Given instruction
Which lines in the items below contain the word "roof"? Report each of those lines in full.

Input rows
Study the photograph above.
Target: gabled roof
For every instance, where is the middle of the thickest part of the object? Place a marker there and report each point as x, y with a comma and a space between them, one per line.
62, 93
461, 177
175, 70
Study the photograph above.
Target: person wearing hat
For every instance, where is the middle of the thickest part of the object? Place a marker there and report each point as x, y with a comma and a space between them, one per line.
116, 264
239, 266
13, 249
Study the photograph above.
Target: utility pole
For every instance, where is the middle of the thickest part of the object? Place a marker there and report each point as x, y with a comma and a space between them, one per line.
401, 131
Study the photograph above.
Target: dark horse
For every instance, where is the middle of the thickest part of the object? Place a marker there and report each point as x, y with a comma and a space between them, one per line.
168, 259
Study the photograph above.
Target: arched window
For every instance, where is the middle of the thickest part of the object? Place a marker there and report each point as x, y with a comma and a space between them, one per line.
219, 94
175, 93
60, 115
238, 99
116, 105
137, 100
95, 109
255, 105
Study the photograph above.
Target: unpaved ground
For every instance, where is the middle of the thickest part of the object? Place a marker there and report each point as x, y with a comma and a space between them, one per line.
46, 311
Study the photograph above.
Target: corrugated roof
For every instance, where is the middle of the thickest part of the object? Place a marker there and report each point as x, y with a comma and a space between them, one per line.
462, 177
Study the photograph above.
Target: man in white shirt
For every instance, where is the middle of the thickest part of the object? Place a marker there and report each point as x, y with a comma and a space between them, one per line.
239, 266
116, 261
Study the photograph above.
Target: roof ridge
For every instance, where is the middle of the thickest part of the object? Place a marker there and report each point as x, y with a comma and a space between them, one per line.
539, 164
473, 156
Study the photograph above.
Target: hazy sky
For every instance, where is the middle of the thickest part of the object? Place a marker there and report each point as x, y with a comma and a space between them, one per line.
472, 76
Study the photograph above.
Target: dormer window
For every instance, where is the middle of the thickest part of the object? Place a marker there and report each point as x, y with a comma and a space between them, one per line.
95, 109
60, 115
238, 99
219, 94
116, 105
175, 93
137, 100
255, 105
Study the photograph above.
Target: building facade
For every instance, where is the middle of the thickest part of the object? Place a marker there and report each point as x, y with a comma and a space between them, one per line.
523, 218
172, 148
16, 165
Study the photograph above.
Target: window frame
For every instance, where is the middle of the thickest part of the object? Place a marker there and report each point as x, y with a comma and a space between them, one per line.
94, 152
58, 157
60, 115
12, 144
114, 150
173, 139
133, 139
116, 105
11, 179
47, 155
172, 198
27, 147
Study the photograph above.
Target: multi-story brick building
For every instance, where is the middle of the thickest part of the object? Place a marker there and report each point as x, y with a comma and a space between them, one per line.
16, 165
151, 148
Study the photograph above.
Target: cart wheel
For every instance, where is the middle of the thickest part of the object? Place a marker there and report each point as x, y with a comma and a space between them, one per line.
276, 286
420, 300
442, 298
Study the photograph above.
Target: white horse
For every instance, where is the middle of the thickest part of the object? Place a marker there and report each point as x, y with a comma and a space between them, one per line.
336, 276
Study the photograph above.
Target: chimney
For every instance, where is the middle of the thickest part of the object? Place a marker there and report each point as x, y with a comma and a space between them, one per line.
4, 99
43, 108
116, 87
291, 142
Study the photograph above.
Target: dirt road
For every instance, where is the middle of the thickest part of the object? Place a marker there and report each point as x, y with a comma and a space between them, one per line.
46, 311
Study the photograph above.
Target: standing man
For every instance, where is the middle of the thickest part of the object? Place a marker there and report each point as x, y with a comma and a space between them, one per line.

Exercise result
Target: gabled roof
Target: corrugated roof
Target: roof ridge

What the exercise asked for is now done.